DATA TO USE section start

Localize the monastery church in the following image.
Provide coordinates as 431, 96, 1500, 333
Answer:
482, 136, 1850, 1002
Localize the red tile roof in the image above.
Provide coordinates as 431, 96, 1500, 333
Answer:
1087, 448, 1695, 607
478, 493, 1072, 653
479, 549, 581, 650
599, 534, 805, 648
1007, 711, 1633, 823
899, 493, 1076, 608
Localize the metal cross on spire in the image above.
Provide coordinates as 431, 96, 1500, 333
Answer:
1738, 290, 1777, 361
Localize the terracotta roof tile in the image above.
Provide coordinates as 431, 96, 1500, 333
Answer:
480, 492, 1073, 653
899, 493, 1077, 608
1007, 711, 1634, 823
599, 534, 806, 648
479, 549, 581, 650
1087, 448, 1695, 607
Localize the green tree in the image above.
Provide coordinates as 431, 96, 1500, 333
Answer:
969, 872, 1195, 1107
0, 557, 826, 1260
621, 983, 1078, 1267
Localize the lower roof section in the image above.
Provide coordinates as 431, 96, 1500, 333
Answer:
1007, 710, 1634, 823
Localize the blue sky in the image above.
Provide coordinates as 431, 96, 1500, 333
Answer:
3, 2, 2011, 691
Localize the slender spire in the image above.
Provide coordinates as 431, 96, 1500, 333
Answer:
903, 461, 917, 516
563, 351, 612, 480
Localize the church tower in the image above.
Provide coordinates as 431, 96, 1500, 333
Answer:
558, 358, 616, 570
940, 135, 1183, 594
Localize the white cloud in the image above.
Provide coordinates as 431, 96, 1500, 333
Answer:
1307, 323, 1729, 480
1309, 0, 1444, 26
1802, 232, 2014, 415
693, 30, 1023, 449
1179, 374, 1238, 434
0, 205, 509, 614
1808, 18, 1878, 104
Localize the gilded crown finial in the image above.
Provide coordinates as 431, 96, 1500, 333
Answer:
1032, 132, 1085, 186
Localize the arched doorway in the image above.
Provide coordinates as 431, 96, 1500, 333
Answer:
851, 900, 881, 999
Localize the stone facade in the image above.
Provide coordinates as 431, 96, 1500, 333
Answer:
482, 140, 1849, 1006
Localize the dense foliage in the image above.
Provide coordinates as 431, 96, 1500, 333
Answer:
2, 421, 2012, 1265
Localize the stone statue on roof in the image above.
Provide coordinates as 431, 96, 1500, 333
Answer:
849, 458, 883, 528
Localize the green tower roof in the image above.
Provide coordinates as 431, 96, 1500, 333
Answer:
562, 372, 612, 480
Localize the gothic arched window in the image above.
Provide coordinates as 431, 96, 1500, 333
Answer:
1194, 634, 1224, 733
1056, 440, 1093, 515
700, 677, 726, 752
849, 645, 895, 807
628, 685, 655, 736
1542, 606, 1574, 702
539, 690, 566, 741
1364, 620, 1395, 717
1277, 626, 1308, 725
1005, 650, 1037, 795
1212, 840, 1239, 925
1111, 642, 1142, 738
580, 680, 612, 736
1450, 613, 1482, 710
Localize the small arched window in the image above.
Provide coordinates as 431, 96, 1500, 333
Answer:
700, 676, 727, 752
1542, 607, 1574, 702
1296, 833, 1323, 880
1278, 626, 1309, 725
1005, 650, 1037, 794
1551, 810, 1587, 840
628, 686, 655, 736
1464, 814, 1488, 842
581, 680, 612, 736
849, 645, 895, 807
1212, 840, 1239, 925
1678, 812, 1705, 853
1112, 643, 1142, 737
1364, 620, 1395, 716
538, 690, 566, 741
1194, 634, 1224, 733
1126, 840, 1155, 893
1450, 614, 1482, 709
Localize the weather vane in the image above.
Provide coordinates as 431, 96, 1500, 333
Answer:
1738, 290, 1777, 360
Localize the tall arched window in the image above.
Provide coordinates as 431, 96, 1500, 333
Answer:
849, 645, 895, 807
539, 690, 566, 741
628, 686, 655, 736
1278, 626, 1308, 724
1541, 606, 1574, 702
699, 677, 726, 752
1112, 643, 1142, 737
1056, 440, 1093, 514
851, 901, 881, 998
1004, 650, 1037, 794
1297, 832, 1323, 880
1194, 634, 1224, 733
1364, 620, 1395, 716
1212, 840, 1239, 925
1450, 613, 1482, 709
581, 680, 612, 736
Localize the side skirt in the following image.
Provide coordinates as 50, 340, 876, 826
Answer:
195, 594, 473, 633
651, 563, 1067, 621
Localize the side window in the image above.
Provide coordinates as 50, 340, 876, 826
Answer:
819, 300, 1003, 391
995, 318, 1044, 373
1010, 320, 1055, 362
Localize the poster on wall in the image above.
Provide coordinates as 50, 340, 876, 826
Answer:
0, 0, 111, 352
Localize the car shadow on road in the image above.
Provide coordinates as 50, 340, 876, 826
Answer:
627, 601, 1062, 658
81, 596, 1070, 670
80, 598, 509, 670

DATA TO USE section end

* [EXERCISE] Show every line of the listing in which the string "spire" can be found.

* [RESULT OF THE TASK]
Localize the metal cross on spire in the image above.
Localize the slender spire in the image above.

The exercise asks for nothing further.